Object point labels

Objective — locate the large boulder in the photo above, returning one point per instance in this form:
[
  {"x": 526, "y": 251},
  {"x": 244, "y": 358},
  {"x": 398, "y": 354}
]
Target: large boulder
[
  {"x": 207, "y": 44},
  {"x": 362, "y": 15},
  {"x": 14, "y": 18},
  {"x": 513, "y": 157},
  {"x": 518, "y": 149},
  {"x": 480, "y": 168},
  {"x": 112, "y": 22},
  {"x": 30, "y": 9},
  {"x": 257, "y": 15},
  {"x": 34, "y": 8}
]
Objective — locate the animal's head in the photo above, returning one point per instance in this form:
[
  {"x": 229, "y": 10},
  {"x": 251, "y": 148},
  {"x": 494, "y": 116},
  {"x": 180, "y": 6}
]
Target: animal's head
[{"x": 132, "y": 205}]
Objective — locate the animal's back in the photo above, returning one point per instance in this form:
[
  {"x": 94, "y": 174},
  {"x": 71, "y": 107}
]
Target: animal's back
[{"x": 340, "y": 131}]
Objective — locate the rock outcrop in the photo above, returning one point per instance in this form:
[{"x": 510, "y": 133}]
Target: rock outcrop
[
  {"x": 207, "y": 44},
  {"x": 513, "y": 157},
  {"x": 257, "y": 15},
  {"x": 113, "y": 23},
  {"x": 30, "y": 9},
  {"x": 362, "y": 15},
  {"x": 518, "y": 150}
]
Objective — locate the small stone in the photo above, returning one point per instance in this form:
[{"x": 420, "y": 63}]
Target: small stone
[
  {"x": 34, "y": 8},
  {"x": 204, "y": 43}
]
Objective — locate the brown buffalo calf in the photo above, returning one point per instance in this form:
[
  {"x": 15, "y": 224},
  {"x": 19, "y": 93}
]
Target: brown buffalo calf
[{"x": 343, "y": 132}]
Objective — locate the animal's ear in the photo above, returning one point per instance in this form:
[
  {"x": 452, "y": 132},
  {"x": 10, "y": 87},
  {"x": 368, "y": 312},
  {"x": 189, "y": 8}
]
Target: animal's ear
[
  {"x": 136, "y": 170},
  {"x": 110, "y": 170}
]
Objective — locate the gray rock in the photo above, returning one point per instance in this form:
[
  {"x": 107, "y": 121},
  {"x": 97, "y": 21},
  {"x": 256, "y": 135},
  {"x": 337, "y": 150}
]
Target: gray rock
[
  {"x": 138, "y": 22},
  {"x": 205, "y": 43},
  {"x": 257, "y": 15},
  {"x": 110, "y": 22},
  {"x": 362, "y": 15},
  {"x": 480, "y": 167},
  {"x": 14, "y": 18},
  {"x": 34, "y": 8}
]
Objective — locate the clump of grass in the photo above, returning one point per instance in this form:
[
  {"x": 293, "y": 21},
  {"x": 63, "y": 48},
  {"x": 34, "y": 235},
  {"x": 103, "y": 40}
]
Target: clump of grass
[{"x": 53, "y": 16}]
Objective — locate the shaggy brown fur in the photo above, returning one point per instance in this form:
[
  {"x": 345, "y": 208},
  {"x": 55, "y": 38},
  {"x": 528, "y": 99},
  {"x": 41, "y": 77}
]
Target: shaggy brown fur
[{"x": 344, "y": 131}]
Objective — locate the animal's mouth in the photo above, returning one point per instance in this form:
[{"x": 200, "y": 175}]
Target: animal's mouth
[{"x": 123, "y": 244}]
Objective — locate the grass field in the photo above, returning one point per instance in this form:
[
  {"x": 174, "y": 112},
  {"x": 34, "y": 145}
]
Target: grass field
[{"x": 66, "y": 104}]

Exercise objective:
Copy, word for word, the part of the records that opens with the line containing "Objective — locate the grass" and runs through the end of the records, including both of those ends.

Worked answer:
Objective — locate the grass field in the photo above, returning one point per instance in this form:
[
  {"x": 174, "y": 112},
  {"x": 34, "y": 145}
]
Target: grass field
[{"x": 66, "y": 104}]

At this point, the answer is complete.